* [Task prompt]: Write out, unchanged, the lines from the one holding "of the dark" to the close of the listing. Both the first and last lines belong in it.
((
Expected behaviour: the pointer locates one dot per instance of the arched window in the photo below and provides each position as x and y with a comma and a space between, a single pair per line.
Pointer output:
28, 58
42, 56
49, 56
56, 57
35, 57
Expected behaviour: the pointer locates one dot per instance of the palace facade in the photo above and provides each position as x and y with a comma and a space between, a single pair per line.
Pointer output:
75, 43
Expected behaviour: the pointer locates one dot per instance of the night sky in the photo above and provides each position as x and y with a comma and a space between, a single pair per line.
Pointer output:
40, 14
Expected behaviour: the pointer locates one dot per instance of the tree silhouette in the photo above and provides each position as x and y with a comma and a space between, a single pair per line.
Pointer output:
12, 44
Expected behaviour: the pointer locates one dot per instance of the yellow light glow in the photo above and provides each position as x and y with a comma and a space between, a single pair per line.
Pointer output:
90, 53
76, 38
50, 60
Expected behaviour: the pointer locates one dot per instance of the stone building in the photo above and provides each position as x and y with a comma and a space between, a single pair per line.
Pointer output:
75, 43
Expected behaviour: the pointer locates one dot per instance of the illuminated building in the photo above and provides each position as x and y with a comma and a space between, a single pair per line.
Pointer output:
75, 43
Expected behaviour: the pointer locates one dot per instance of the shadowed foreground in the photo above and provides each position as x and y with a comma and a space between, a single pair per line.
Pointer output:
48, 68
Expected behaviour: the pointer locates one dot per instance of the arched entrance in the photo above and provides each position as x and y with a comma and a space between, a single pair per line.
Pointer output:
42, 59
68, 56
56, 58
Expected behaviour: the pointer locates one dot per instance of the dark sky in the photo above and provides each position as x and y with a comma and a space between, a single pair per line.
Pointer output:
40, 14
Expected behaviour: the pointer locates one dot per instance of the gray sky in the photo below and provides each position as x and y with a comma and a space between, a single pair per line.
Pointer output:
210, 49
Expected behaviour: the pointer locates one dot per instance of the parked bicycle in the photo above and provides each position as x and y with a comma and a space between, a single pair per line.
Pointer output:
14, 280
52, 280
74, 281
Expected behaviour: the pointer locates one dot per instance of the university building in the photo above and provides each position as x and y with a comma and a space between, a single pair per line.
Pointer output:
))
* [Complete output]:
Expected behaviour: the pointer locates one dot per instance of the dark sky in the photo above and provides each position as x and y with a comma and a space between, a single pair per line.
Pointer output:
40, 14
Expected behaviour: the pointer locates one dot per instance of the gray sky in the photo below and provides each position as x and y with a comma and a space between, a single pair per line.
Pointer output:
210, 49
Expected behaviour: the pointer locates one dot per instance of the parked bicycle in the photo above and provides each position as x and y with a comma and a space between, a single pair per line.
Pointer output:
14, 280
52, 280
74, 281
Expected behaviour: the pointer locates one dot per instance of the university building in the photo above and provides each position as x and y with a comma and a space between, a single pair per line.
Pointer output:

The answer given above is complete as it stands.